* _WRITTEN TASK_
Copy out each line of the material below with no changes.

* _SUPPLIED INFORMATION_
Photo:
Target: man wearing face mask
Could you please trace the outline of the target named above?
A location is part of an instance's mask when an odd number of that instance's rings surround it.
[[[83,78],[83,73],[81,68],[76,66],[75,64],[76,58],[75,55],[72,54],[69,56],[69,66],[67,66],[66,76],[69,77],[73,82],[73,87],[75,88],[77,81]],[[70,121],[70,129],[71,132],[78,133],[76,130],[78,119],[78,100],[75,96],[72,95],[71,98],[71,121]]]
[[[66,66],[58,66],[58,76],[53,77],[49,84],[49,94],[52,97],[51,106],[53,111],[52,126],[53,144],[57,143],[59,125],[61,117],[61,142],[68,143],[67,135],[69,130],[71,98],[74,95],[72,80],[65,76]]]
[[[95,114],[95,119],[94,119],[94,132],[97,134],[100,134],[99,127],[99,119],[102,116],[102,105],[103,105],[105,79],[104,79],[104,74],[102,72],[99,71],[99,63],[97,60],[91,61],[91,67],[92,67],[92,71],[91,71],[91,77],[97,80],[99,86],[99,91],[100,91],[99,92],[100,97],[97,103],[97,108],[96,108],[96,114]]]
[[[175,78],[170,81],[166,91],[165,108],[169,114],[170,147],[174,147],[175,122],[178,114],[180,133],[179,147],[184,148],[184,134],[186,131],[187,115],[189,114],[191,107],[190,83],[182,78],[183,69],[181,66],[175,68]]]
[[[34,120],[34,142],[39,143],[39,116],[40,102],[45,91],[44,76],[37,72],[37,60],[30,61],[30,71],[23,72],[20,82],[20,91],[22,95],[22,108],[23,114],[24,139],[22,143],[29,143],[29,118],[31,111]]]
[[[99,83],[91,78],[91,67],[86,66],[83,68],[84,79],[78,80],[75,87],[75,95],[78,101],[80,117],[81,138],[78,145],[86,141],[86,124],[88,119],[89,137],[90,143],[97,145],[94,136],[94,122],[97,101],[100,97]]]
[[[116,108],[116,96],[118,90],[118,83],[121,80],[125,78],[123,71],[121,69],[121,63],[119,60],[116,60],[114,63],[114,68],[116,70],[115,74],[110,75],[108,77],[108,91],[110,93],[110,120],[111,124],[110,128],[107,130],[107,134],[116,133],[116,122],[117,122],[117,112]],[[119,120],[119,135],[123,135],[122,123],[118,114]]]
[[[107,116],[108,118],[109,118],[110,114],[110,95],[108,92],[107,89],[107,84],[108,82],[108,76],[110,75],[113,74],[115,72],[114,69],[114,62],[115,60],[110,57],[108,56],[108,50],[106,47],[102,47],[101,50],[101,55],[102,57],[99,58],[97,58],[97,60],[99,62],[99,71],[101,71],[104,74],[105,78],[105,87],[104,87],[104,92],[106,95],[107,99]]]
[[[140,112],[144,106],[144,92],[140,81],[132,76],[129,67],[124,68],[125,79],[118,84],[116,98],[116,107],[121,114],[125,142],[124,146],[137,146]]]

* _OUTPUT FOR THIS EXERCISE_
Photo:
Target: man wearing face mask
Could you please trace the outline of the target named above?
A location is part of an instance's mask when an odd number of that instance's rings surround it.
[[[83,78],[83,73],[81,68],[76,66],[75,64],[76,58],[75,55],[72,54],[69,56],[69,66],[67,66],[66,76],[69,77],[73,82],[73,87],[75,88],[77,81]],[[70,121],[70,129],[71,132],[78,133],[76,130],[78,119],[78,100],[75,96],[72,95],[71,98],[71,121]]]
[[[66,66],[58,66],[58,76],[53,77],[49,84],[49,94],[52,97],[51,106],[53,111],[52,126],[53,144],[57,143],[59,125],[61,117],[61,142],[68,143],[67,135],[69,130],[71,98],[74,95],[72,80],[65,76]]]
[[[95,114],[95,119],[94,119],[94,132],[97,134],[100,134],[99,127],[99,119],[102,116],[102,105],[103,105],[105,79],[104,79],[104,74],[102,72],[99,71],[99,63],[97,60],[91,61],[91,67],[92,67],[92,71],[91,71],[91,77],[97,80],[99,86],[99,91],[100,91],[99,92],[100,97],[97,103],[97,108],[96,108],[96,114]]]
[[[175,78],[170,81],[166,91],[165,108],[169,114],[170,147],[174,147],[175,122],[178,114],[180,133],[179,147],[184,148],[184,134],[186,131],[187,115],[189,114],[191,107],[190,83],[182,78],[183,69],[181,66],[175,68]]]
[[[34,120],[34,142],[39,143],[39,116],[40,102],[45,91],[44,76],[37,72],[37,60],[30,61],[30,71],[23,72],[20,82],[20,91],[22,95],[22,108],[23,114],[24,139],[22,143],[29,143],[29,118],[31,111]]]
[[[99,83],[91,78],[91,67],[86,66],[83,68],[84,79],[78,80],[75,87],[75,95],[78,101],[80,117],[81,138],[78,145],[86,141],[86,124],[88,119],[89,137],[90,143],[97,145],[94,136],[94,122],[97,101],[100,97]]]
[[[116,108],[116,96],[118,90],[118,83],[121,80],[125,78],[123,71],[121,69],[121,63],[119,60],[116,60],[114,63],[114,68],[116,70],[115,74],[110,75],[108,77],[108,91],[110,93],[110,120],[111,124],[110,128],[107,130],[107,134],[116,133],[116,122],[117,122],[117,112]],[[119,120],[119,135],[123,135],[122,123],[118,114]]]
[[[107,116],[108,118],[109,118],[110,114],[110,95],[108,92],[107,89],[107,84],[108,82],[108,76],[110,75],[113,74],[115,72],[114,69],[114,62],[115,60],[110,57],[108,56],[108,50],[106,47],[102,47],[101,50],[101,55],[102,57],[99,58],[97,58],[97,60],[99,62],[99,71],[101,71],[104,74],[105,78],[105,87],[104,87],[104,92],[106,95],[107,99]]]
[[[140,112],[144,106],[144,92],[140,81],[132,76],[129,67],[124,68],[125,79],[118,84],[116,98],[116,107],[121,114],[125,142],[124,146],[137,146]]]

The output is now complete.